■ Текстовый блок ■

◇ ◇ ◇ ◇

Мемуары. 50 лет размышлений о политике
Шрифт:
Закончив весной 1937 года свои диссертации, я подарил себе небольшую передышку — на этот раз без угрызений совести. Мы с женой решили, что, вопреки вероятности близкой войны, будем до последнего дня жить так, словно будущее по-прежнему открыто перед нами и нам позволены долгосрочные планы. Я подумывал о введении в социальные науки, которое внесло бы поправку в чрезмерный релятивизм, поставленный в вину моему «Введению». Одновременно, под влиянием событий, я заинтересовался Макиавелли и макиавеллизмом. В момент начала войны я работал над очерком об «Общей теории» Кейнса, от которого, к счастью, не осталось следов (мои комментарии в лучшем случае были верны, но банальны), и над сочинением о Макиавелли, от которого сохранилось страниц тридцать, не имеющих подлинной ценности; мое знание творчества Макиавелли было недостаточно.
В течение 1937/38 года я колесил между Парижем и Бордо. Министр (Пьер Берто работал в его секретариате) назначил меня в Университет Бордо, где я заменил Макса Боннаф у(как и Деа, тот был учеником С. Бугле),
В статье о книге «Эра тираний» я нахожу анализ тоталитарных режимов, близкий к тому, что я писал после 1945 года, однако искаженный старанием отнестись снисходительно к Советскому Союзу: «Фашизм и коммунизм одинаково уничтожают всякую свободу. Свободу политическую: плебисциты представляют собой всего лишь смехотворный символ делегирования народом своих суверенных прав абсолютным властителям. Свободу личную: ни немецкий, ни итальянский, ни русский гражданин не располагают никакими средствами защиты против злоупотребления властей; функционер или просто член коммунистической партии, местный фюрер, секретарь fascio,будучи рабами высших по рангу, внушают страх частным лицам. Интеллектуальная свобода, свобода печати, слова, свобода научных изысканий — все они исчезли. Если в английской демократической практике оппозиция, согласно прекрасному изречению, есть общественное служение, то в тоталитарных государствах оппозиция — преступление».

◇ ◇ ◇ ◇

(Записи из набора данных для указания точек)
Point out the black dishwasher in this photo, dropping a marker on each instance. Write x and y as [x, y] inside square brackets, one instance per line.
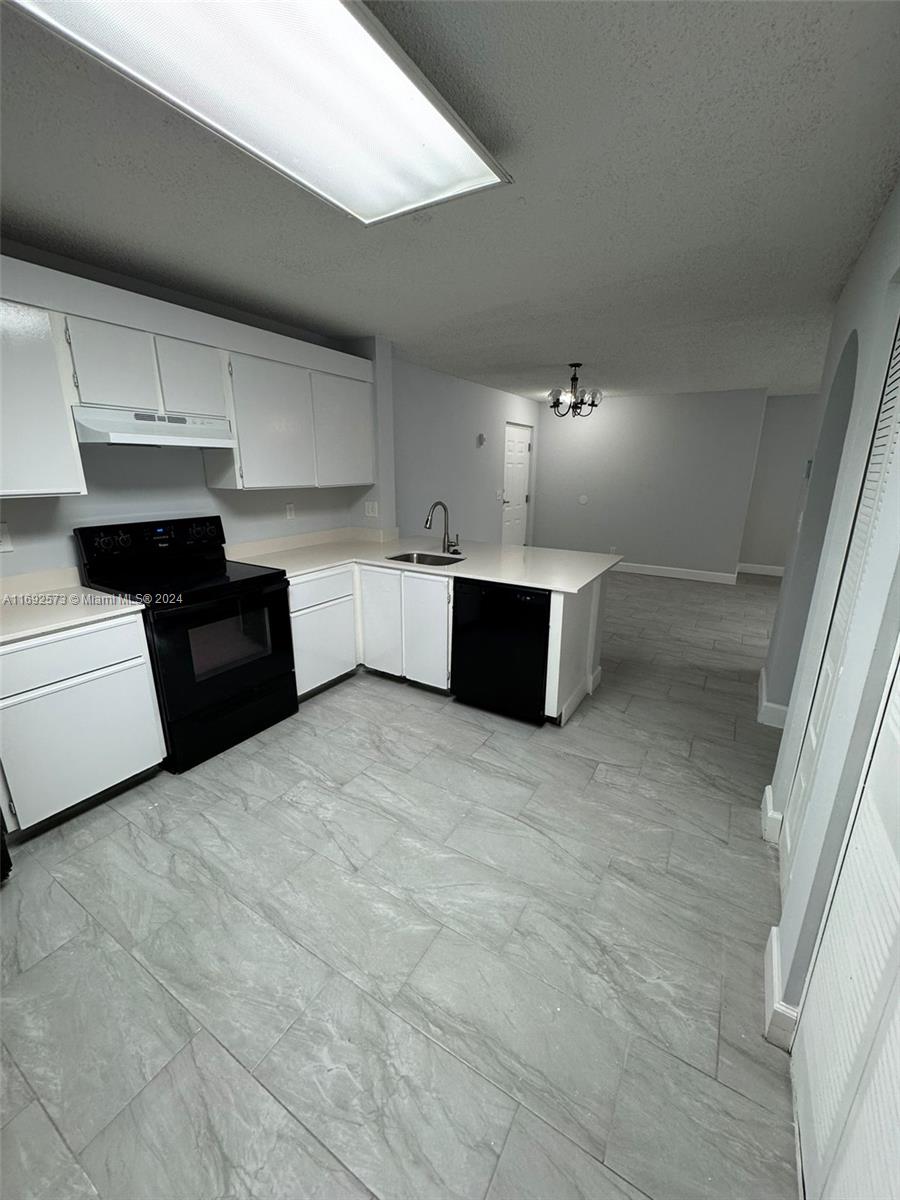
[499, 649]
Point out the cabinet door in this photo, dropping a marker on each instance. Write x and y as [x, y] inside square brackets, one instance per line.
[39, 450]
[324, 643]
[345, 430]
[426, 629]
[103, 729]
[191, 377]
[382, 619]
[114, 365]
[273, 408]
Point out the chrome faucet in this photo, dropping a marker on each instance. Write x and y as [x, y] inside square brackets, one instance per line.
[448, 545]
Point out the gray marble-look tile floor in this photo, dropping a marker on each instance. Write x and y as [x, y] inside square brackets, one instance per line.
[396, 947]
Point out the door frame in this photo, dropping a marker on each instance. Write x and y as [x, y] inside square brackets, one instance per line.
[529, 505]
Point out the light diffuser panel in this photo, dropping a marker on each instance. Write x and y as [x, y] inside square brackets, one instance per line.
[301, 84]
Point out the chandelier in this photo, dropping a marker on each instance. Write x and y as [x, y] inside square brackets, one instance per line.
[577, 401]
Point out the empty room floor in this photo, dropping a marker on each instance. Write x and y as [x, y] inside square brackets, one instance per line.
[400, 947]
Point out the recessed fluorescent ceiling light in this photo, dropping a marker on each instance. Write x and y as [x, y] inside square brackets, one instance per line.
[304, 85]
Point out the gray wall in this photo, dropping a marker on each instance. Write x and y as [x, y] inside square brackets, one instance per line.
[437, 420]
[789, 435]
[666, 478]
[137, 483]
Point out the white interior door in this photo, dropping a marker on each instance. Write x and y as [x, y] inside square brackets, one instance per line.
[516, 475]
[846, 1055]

◇ ◇ ◇ ◇

Воспроизведите дословно отрывок мемуаров между «Мемуары. 50 лет» и «Макиавелли было недостаточно.», включая оба этих фрагмента.

■ Решение ■
Мемуары. 50 лет размышлений о политике
Шрифт:
Закончив весной 1937 года свои диссертации, я подарил себе небольшую передышку — на этот раз без угрызений совести. Мы с женой решили, что, вопреки вероятности близкой войны, будем до последнего дня жить так, словно будущее по-прежнему открыто перед нами и нам позволены долгосрочные планы. Я подумывал о введении в социальные науки, которое внесло бы поправку в чрезмерный релятивизм, поставленный в вину моему «Введению». Одновременно, под влиянием событий, я заинтересовался Макиавелли и макиавеллизмом. В момент начала войны я работал над очерком об «Общей теории» Кейнса, от которого, к счастью, не осталось следов (мои комментарии в лучшем случае были верны, но банальны), и над сочинением о Макиавелли, от которого сохранилось страниц тридцать, не имеющих подлинной ценности; мое знание творчества Макиавелли было недостаточно.